§ **WORK TO COMPLETE**
Count every line below that contains "like", then state the total with no other output.

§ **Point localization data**
_ _ _ _

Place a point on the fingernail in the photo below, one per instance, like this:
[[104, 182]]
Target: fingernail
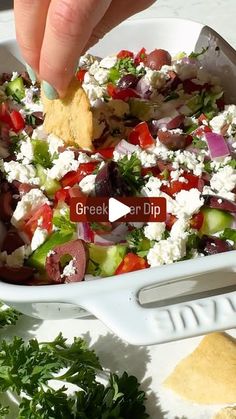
[[31, 73], [49, 91]]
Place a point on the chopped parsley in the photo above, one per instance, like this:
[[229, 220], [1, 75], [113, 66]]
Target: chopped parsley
[[229, 234], [41, 153], [130, 169]]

_ _ _ _

§ **EXERCISE ANSWER**
2